* **Task**
Count the lines in the records below that contain the word "positive" with case matching, and reply with the number alone.

****

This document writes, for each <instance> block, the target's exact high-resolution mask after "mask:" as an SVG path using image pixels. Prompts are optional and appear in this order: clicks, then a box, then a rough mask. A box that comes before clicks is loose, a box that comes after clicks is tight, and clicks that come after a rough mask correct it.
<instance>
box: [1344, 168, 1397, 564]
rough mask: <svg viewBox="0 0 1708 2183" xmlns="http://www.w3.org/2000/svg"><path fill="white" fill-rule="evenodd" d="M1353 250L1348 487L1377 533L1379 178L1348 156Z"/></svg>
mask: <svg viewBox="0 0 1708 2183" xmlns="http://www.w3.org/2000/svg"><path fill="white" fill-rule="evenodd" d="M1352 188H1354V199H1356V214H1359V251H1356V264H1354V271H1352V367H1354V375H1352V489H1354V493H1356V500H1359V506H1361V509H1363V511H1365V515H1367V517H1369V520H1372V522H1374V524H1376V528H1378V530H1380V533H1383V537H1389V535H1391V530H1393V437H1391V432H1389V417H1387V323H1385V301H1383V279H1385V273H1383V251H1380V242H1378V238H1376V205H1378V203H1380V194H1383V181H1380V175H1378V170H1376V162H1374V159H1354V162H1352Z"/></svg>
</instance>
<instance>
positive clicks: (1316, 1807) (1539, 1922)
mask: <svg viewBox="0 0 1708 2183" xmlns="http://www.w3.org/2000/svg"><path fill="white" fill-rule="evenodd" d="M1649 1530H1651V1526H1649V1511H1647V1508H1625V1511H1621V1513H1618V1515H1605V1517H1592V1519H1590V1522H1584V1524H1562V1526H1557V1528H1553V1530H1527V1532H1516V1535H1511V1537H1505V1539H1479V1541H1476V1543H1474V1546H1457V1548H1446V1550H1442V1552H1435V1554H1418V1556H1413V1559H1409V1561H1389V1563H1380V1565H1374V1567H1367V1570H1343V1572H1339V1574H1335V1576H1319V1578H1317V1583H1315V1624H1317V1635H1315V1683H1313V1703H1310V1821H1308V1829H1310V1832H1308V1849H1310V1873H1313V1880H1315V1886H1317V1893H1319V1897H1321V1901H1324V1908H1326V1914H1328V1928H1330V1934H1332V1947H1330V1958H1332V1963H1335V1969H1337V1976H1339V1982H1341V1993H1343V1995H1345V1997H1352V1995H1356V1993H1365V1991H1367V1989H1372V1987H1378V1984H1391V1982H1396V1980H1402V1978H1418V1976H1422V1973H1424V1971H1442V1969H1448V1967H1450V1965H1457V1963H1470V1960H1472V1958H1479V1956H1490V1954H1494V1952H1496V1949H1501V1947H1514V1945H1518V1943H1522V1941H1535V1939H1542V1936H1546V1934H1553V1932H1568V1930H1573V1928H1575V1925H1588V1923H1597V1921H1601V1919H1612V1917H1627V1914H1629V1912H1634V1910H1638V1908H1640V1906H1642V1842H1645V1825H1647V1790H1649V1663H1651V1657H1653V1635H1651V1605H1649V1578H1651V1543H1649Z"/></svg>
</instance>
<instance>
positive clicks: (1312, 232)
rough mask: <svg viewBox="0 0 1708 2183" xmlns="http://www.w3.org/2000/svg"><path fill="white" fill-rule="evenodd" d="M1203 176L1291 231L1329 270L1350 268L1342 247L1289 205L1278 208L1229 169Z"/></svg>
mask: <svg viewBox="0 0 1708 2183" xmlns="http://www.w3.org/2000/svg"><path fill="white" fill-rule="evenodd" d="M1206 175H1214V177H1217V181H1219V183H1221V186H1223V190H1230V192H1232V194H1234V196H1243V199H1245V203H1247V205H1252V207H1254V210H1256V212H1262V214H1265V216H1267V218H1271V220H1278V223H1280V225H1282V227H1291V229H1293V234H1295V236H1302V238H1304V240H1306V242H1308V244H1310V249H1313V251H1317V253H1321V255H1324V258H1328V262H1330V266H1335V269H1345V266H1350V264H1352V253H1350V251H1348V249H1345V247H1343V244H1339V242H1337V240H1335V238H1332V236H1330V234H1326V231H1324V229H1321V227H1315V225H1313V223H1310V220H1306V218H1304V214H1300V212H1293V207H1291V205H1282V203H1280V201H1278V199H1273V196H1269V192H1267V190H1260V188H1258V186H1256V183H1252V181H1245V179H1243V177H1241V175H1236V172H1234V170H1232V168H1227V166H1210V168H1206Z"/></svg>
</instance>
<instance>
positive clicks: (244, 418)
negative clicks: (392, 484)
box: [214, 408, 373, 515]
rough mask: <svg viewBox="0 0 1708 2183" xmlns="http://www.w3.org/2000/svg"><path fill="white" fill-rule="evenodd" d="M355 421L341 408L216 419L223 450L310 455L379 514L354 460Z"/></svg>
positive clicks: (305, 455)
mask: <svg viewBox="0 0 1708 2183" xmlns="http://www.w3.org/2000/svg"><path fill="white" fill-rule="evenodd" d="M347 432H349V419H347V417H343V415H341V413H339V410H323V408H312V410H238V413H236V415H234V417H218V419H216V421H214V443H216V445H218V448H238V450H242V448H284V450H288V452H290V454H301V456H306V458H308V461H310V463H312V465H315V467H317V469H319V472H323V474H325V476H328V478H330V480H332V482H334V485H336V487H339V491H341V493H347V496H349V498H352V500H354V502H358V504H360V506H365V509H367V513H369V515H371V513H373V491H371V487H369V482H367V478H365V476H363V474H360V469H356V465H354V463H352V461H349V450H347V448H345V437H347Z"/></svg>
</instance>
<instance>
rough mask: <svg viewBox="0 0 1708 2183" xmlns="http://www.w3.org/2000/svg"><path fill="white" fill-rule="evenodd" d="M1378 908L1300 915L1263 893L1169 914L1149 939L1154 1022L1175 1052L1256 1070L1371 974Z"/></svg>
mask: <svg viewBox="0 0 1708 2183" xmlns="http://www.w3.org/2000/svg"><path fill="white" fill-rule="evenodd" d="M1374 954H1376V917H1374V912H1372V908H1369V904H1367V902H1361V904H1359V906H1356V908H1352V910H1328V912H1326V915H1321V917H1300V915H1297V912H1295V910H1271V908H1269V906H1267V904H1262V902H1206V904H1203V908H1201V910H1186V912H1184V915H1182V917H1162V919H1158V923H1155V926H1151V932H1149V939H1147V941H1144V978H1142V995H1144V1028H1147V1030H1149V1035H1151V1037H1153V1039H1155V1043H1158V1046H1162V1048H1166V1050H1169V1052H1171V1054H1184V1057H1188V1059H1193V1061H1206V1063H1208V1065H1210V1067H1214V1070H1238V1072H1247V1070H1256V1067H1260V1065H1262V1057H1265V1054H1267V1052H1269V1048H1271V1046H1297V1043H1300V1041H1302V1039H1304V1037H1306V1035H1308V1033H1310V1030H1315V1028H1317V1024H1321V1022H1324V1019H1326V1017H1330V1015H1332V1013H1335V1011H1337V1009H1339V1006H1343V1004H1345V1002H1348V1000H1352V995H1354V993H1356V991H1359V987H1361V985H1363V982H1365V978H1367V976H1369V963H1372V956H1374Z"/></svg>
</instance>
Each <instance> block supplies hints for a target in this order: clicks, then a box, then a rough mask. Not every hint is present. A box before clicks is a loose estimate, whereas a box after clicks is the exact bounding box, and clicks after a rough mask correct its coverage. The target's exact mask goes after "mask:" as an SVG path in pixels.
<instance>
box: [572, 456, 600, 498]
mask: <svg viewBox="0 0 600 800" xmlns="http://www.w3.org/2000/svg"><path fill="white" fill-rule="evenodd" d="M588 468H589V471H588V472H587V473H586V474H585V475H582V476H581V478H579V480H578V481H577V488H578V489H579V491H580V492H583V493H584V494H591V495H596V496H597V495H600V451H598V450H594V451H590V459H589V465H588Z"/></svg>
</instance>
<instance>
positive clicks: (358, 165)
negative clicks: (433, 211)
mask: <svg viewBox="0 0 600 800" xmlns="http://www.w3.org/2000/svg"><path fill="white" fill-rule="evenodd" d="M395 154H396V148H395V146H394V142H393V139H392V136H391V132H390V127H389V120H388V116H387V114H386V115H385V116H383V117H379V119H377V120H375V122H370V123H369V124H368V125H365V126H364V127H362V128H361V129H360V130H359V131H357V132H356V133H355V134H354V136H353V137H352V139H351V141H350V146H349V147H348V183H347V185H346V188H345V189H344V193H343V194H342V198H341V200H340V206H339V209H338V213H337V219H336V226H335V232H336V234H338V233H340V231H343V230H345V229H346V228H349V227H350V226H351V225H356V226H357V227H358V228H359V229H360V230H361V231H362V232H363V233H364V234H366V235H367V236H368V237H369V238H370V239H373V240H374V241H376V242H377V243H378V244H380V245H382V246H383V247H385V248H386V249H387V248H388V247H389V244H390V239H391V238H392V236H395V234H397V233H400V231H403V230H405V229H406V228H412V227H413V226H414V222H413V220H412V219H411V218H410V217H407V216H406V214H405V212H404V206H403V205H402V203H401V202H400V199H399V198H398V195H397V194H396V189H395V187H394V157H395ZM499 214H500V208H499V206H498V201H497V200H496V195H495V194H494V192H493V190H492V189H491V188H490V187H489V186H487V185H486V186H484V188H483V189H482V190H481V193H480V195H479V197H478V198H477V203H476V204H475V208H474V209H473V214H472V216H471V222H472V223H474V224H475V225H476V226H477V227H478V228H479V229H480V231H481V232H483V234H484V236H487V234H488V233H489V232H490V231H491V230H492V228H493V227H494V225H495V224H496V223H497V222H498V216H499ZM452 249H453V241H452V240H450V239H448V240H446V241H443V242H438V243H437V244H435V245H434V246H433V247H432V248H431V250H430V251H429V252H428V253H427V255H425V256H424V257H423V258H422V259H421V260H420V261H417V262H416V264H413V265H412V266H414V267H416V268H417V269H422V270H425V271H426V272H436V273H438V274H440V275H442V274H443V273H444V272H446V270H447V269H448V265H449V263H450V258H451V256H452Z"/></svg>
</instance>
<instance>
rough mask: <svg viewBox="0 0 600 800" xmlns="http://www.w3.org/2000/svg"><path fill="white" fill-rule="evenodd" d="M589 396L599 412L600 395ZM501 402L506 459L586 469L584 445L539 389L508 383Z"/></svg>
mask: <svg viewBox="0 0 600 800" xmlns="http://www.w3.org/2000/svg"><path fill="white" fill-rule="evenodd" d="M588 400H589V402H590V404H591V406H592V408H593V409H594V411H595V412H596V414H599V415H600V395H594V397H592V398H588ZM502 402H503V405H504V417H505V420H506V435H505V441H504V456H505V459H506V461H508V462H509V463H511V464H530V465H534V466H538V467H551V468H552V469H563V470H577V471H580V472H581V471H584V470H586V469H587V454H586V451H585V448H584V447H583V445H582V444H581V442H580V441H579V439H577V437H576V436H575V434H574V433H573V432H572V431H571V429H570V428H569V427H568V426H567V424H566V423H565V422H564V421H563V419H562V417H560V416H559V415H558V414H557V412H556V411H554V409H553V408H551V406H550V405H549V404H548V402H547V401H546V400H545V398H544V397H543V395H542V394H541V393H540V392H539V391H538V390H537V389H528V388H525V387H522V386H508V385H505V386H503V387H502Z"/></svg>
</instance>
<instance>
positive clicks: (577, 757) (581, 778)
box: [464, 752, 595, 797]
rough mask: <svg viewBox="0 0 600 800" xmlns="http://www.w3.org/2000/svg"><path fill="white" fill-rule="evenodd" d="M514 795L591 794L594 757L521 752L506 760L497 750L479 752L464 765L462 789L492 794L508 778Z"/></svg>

****

* **Solution for this exercise**
6